PASSAGE –
========================================

GO IN DEPTH

Measuring Cloud Coverage

What You Need

Materials

  • Poster paper (at least two pieces)
  • Graph paper
 
Measuring Cloud Coverage

Purpose

To review what clouds are and then use fractions to describe cloud coverage.


Context

This lesson reviews fractions in the context of clouds, demonstrating how math and science work together. By using math and science to describe clouds, the lesson gives students several means of communication (fractions and meteorological terms) to describe a meteorological situation. Whereas a student may have looked up at the sky before the lesson and said there are a lot of clouds in the sky, after the lesson, the student may look up and think that not only are there a lot of clouds in the sky, but also that it is about 90 percent covered and/or that it is overcast.

The motivation exercise asks students to make observations of the sky. Then, the first part of the lesson is a quick review of what clouds are made of and how they form. This moves into the next part of the lesson, which uses fractions to describe cloud coverage.

Students at this grade level will likely be quite familiar with clouds. Even if they aren't familiar with the specific types of clouds, they should have learned in K-2 about water condensation and the water cycle. They should have the base knowledge that clouds are made of water. This basic understanding of clouds is necessary for the lesson.

Students also should have a basic understanding of fractions in order to do this lesson. You will have to gauge whether or not your students are at the right stage for fractions. Obviously, fifth graders will be ready, but third graders may or may not be.

According to research, elementary- and middle-school students make several errors when they operate on decimals and fractions because "they lack essential concepts about decimals and fractions and have memorized procedures that they apply incorrectly." Examples of mistakes that students may make, such as multiplying and dividing, are not related directly to this lesson. The lesson will emphasize, however, the very basics of what a fraction is and therefore may help in establishing a good base knowledge in this area of math.

Read More

Motivation

As an introduction to the lesson, start a brainstorming discussion. Ask students:

  • Look at the sky and describe it. 
    (Write what they say on a large piece of poster paper. They may use adjectives to describe the sky and this is fine. In fact, it is good because the goal at the end of the lesson is not only for them to practice using fractions, but also to have different words and ways to describe what they see.)
  • Now describe clouds, either the ones you see in the sky or clouds you have noticed in the past.
    (If the sky is clear, then have a general discussion about clouds. Ask them to describe clouds in general. Are they fluffy, gray, low, high, etc.?)

Development

Students should get in groups of three or four and use the Pie in the Sky student esheet to go to Clouds at the BrainPop site.

They should watch the movie, look at the Learn More About Cloud Symbols section, and then play the quiz. The Learn More About Cloud Symbols section shows pie diagrams and cloud coverage, so it is a good introduction to the next part of the lesson.

Note: BrainPop is a subscription site. You can sign up for a free trial, but if you want to make full use of the site, you will have to subscribe. The site does offer subscriptions for schools, classrooms, etc.

Ask these questions:

  • What are clouds made of?
    (Water and dust, sometimes ice. Students should have no problem answering this question.)
  • What are the different types of clouds?
    (This is not directly relevant to the point of the lesson. Students should at least demonstrate, however, that they know there are different types of clouds that cover the sky differently. For instance, clouds made of water droplets are thick and can be gray, whereas wispy clouds are made of ice crystals. It's great if students remember the names and descriptions of clouds.)

========================================

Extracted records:

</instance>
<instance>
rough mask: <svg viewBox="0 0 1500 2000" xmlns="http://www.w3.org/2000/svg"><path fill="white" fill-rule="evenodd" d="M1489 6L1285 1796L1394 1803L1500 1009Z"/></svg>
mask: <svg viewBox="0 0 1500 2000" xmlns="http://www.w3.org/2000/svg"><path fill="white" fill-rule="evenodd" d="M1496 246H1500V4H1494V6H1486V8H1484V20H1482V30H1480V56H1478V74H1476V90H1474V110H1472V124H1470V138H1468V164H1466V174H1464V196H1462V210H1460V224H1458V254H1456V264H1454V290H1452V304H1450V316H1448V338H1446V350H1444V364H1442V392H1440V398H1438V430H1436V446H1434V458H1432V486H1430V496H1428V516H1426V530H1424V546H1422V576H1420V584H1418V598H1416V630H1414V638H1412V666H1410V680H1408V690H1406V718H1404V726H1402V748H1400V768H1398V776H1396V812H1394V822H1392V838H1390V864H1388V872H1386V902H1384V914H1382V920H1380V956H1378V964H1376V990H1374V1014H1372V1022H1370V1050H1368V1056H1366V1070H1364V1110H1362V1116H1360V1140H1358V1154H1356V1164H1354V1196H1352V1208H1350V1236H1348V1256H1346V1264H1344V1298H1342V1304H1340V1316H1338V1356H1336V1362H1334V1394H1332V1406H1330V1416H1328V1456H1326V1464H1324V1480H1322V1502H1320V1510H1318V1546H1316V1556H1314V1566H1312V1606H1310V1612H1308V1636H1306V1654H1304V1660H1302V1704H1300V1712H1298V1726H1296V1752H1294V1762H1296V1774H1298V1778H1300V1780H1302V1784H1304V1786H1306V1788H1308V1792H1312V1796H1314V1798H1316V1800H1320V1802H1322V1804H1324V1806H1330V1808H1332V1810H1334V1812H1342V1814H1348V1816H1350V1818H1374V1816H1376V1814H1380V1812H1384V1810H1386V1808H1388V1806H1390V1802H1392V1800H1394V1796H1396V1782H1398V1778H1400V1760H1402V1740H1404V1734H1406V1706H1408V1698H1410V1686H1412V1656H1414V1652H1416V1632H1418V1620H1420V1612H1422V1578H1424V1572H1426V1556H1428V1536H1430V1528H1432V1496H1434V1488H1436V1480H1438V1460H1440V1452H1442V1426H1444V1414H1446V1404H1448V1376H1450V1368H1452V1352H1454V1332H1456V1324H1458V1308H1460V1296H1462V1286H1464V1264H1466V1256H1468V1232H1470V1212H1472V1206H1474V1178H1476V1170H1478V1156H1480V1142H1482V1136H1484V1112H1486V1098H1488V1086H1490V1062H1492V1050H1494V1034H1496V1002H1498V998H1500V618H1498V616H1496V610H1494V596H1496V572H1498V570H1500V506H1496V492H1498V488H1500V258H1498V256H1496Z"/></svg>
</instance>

========================================

REQUIRED TASKS –
1. In the cloud coverage lesson, how many students should be in each group during the development activity?
2. Please write out the part of the cloud coverage lesson starting at "Students also should" and ending at "may not be.".
The lines have no role in this exercise.

ANSWERS BY ITEM –
1. Three or four.

2.
Students also should have a basic understanding of fractions in order to do this lesson. You will have to gauge whether or not your students are at the right stage for fractions. Obviously, fifth graders will be ready, but third graders may or may not be.